EXERCISE TEXT -

◆ ◆ ◆ ◆

# Burning smell from A/C on startup



## jblackburn (Apr 14, 2012)

If you can easily duplicate it, take it to the dealer. I can only think it's the compressor clutch making that smell, but don't know why. 

Quite a few Cruzen have had their compressors replaced. 


Sent from AutoGuide.com App


----------



## Robby (Mar 1, 2013)

This car needs the A/C evaporator cleaned with the anti-fungal kit....and then have the Afterblow enabled.

Rob


----------



## obermd (Mar 3, 2012)

Robby said:


> This car needs the A/C evaporator cleaned with the anti-fungal kit....and then have the Afterblow enabled.
> 
> Rob


What tells you this? Not questioning your expertise but trying to learn.


----------



## Robby (Mar 1, 2013)

obermd said:


> What tells you this? Not questioning your expertise but trying to learn.


Stink on startup with A/C on..........no stink at startup if A/C was turned off prior to last shutdown.
If the A/C was shut down prior to shutoff the evaporator had additional airflow to help dry it off.

By performig the evaporator cleaning process you are taking the first step in a odor complaint resolution.......this because it is a well known problem in all automotive A/C systems.

Any odor complaint, if no underhood leakage, noise, obvious problem is present, should trigger this response in a well trained repairman.
We all interpet odor differently......this one often is termed a burning odor, dirty diaper odor, stinky sock odor, dead animal odor.......fungus growing on the evap. tubes is the most frequent cause of this complaint.

Rob


----------



## jblackburn (Apr 14, 2012)

Out of curiosity, turn the AC off before shutting the car off. Then next time before you start it, flip the key to run, hit the AC button, then start the engine and see if the smell is there. That should tell you whether it's the evaporator or compressor making the smell. 


Sent from AutoGuide.com App


----------



## obermd (Mar 3, 2012)

Robby said:


> Stink on startup with A/C on..........no stink at startup if A/C was turned off prior to last shutdown.
> If the A/C was shut down prior to shutoff the evaporator had additional airflow to help dry it off.
> 
> By performig the evaporator cleaning process you are taking the first step in a odor complaint resolution.......this because it is a well known problem in all automotive A/C systems.

◆ ◆ ◆ ◆

INFORMATION -
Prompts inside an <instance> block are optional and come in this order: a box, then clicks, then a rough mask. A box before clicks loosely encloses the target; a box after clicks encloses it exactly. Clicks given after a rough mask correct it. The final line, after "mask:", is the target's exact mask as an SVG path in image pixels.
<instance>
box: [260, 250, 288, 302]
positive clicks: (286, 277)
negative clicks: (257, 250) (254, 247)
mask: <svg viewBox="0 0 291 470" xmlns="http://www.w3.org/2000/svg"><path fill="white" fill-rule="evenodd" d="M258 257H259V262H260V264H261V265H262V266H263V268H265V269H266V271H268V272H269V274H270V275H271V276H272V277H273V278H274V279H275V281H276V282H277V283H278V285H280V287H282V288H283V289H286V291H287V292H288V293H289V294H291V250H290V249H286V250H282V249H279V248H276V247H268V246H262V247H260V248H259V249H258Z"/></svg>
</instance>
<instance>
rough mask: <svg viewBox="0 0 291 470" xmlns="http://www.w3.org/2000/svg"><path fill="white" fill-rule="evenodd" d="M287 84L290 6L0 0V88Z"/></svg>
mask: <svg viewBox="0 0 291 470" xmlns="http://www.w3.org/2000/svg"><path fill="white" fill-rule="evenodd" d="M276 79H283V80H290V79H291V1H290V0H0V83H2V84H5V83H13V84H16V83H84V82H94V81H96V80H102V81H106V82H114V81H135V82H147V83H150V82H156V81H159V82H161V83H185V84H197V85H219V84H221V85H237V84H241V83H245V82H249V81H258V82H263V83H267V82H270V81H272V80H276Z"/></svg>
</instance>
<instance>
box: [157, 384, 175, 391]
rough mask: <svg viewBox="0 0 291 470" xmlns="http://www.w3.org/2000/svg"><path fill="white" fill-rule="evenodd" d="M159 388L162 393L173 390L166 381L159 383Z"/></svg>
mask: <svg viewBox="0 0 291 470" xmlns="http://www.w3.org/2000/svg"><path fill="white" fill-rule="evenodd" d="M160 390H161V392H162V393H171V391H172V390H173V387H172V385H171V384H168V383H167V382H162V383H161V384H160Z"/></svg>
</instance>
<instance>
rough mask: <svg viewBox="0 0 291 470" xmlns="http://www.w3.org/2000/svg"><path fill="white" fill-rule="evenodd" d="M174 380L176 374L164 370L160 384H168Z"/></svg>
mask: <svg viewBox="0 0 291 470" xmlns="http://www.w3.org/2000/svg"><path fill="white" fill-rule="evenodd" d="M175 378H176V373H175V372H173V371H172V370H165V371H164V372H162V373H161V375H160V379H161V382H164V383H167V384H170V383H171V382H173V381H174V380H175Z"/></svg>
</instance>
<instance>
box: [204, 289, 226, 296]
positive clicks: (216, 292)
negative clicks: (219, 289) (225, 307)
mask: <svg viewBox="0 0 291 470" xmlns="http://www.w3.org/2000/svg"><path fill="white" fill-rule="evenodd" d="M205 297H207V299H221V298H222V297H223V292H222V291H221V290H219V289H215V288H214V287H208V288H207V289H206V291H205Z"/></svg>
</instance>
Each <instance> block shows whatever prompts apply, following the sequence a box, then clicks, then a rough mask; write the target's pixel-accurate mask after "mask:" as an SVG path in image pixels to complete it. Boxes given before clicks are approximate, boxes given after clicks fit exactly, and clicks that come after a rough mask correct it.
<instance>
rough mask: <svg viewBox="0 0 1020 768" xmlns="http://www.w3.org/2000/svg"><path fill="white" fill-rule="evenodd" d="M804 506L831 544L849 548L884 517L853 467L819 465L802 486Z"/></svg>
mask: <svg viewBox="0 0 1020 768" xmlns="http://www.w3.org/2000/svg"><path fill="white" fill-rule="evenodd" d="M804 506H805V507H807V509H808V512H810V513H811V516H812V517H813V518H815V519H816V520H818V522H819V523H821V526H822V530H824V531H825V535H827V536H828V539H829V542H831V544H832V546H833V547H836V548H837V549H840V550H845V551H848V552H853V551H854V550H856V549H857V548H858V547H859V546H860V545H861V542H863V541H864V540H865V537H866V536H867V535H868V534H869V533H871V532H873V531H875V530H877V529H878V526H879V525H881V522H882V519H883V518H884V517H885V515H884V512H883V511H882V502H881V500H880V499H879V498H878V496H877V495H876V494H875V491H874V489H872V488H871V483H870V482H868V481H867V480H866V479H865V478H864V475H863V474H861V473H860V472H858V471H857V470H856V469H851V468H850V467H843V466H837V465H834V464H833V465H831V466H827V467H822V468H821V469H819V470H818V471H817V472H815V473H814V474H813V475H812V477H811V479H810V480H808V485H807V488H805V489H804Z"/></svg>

◆ ◆ ◆ ◆

WORK REQUEST 1 -
In the A/C burning smell thread, what does Robby name as the most frequent cause of the odor complaint?
WORK REQUEST 2 -
Carry on the A/C burning smell thread from the point at which it stops.

ANSWER 1 -
Fungus growing on the evaporator tubes.

ANSWER 2 -
> ...


Thanks - I didn't equate OP's "metallic burning smell" to the dirty sock smell that I was constantly getting from my HVAC.


----------



## Chevy Customer Care (Oct 29, 2011)

scaredpoet said:


> So my 2011 Cruze LS is at 27,900 miles. And with the weather finally warming up, I've begun using the Air Conditioner now and then. Recently, I've noticed that when I start the engine, a metallic burning smell wafts through the A/C vents, then quickly disappears. If you've ever smelled the smoke from a oil-type smoke machine, it sort-of smells like that.
> 
> The only pattern I've noticed is that it seems to do this whenever the engine is started with the A/C on. If I remember to shut off the A/C before shutting of the engine, no burning/smokey smell.
> 
> Anyone else notice this, or know what it might be? Obviously it doesn't seem like a good thing. Though, I've never had a car before that complained just because I forgot to switch off the AC compressor before turning off the engine.


scaredpoet,

I am sorry to hear you are having this concern. I would like to look further into your situation. Please private message me your VIN, mileage, address, and phone number so we can assist in a resolution. Look forward to hearing from you.

Erica Tiffany
Chevrolet Customer Service


----------



## scaredpoet (Nov 29, 2010)

Robby said:


> Stink on startup with A/C on..........no stink at startup if A/C was turned off prior to last shutdown.
> If the A/C was shut down prior to shutoff the evaporator had additional airflow to help dry it off.


Yeah, see, I'm aware of what A/C fungus smells like. This isn't fungus.

It also seems to have stopped. If it happens again though, it's going tot he dealer.


----------



## AutumnCruzeRS (Sep 10, 2012)

Could be a resistor burning out or fan relay?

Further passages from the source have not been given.